**Exercise aim:** Below are the entries; output exactly the lines from the one containing "the player's thigh." through the final line, inclusive.

------------------------------------------------

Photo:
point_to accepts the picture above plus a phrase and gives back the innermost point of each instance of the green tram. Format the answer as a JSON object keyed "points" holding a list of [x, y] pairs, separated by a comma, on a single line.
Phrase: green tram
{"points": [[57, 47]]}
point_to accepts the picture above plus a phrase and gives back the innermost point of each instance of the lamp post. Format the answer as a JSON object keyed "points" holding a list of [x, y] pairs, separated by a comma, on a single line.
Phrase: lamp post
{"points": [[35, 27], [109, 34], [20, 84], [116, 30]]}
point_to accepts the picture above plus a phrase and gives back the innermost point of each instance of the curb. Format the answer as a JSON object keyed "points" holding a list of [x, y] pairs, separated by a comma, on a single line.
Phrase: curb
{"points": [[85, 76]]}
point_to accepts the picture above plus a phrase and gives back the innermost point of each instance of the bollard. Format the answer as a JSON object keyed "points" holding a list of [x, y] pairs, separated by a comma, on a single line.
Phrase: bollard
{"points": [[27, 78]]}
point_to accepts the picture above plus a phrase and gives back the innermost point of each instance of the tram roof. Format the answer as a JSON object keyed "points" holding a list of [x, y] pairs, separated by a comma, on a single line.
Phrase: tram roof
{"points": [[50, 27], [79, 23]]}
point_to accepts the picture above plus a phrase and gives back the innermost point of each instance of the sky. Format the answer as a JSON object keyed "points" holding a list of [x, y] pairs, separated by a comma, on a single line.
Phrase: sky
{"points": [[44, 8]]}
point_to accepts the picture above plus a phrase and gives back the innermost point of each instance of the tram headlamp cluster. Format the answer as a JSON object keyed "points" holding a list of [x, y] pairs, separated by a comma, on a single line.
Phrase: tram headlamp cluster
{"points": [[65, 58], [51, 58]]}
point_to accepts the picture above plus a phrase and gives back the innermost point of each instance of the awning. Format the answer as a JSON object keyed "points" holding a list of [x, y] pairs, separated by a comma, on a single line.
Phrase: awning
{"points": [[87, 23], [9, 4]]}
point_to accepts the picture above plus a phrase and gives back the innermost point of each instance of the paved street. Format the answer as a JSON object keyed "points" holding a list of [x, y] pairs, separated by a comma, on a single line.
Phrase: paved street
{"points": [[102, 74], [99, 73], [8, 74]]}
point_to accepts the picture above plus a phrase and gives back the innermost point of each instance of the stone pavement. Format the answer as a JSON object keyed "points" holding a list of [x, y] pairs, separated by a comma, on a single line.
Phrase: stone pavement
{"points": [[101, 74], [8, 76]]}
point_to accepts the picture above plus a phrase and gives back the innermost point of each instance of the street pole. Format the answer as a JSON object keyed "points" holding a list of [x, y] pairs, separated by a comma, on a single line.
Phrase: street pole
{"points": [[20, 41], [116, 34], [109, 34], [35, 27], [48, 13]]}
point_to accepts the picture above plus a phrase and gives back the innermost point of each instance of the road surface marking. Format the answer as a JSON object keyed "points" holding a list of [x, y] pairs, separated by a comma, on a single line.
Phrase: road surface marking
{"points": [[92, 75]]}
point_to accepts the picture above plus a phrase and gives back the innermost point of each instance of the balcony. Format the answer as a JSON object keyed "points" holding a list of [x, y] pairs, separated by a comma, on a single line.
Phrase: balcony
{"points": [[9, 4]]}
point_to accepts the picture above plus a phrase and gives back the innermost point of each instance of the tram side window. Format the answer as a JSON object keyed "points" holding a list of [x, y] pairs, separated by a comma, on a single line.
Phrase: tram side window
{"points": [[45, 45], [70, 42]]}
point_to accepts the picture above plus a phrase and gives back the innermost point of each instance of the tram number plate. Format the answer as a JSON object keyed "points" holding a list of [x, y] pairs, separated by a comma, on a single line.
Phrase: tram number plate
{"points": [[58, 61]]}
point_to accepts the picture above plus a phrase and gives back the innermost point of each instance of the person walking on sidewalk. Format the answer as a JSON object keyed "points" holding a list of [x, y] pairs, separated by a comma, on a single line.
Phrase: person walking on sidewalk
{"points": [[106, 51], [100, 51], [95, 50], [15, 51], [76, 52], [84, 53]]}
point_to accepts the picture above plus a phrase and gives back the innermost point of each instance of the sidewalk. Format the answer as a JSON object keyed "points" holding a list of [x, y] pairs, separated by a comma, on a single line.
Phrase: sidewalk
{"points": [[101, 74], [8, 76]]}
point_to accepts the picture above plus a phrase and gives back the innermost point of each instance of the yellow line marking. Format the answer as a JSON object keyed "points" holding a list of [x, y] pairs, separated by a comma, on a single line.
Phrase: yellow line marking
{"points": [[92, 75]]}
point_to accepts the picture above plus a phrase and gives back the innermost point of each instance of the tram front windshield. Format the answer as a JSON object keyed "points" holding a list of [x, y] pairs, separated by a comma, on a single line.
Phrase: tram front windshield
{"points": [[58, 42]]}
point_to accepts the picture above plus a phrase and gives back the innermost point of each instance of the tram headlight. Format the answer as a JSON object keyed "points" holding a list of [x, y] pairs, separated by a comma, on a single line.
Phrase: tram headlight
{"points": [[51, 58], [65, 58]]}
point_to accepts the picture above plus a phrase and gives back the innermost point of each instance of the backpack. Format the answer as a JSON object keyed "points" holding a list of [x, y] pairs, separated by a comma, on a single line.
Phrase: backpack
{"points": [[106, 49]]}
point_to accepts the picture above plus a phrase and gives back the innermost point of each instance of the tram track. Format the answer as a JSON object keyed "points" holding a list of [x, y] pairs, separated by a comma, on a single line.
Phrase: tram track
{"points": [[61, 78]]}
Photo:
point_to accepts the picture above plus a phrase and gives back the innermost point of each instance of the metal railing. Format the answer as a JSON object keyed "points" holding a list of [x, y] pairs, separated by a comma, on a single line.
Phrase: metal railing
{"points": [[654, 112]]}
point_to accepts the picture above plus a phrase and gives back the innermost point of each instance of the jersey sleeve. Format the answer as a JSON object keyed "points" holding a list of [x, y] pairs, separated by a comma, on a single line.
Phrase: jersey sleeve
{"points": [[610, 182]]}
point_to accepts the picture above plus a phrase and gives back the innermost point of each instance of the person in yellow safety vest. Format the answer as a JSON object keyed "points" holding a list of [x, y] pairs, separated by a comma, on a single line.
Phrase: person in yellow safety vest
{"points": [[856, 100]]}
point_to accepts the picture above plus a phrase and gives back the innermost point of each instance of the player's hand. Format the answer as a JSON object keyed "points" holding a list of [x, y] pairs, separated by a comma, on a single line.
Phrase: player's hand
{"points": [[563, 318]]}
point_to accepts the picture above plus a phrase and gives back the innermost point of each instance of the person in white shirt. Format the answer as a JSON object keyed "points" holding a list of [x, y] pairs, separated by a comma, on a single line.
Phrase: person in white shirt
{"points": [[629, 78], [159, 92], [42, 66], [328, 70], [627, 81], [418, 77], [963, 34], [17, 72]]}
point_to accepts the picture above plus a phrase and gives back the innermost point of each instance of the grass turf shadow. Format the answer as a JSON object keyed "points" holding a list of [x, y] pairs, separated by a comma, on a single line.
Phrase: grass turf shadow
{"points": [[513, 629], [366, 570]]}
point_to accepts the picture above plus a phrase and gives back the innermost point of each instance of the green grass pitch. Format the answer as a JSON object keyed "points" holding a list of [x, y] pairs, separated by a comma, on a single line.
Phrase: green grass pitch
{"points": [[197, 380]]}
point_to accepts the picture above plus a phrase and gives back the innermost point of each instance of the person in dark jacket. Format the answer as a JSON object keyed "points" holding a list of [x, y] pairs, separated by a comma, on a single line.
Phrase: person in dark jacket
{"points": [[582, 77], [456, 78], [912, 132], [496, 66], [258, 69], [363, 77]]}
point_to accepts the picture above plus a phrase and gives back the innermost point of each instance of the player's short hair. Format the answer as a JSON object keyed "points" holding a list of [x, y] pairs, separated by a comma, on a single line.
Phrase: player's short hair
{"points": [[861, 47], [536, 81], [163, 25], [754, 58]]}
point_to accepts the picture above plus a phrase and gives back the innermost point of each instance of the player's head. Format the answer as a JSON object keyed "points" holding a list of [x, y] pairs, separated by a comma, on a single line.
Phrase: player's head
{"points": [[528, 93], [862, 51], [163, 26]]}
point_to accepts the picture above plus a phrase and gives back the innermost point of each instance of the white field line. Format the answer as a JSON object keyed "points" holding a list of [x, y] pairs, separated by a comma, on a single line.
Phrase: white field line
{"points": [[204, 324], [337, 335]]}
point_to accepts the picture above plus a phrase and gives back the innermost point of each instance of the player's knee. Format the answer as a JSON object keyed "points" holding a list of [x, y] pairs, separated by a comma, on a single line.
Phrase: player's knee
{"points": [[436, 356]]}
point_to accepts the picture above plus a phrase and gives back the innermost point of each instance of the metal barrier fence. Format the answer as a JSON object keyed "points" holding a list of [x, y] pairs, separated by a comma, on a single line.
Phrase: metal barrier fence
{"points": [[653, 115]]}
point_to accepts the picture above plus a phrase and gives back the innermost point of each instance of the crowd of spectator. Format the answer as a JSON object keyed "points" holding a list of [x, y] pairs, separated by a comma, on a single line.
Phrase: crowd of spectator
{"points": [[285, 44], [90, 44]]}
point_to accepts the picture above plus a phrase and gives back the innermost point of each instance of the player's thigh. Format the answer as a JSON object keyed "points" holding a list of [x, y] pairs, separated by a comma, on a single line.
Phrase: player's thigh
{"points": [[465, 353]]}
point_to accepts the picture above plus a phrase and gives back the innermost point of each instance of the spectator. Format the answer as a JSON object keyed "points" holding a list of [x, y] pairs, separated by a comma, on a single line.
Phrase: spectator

------------------------------------------------

**Result:**
point_to accepts the picture above plus a phrase and gives back the innermost point of each instance of the player's thigh. Format the answer as a JSON object keyed "points" holding a list of [x, y] pairs, separated by a comma, on a single line.
Phrase: player's thigh
{"points": [[465, 353]]}
point_to accepts the picture above plus a phrase and gives back the innermost point of each instance of the spectator. Format the answer as a JSON object keyed "points" holding a list of [x, y] pairs, separated by a comma, on a single line.
Phrase: spectator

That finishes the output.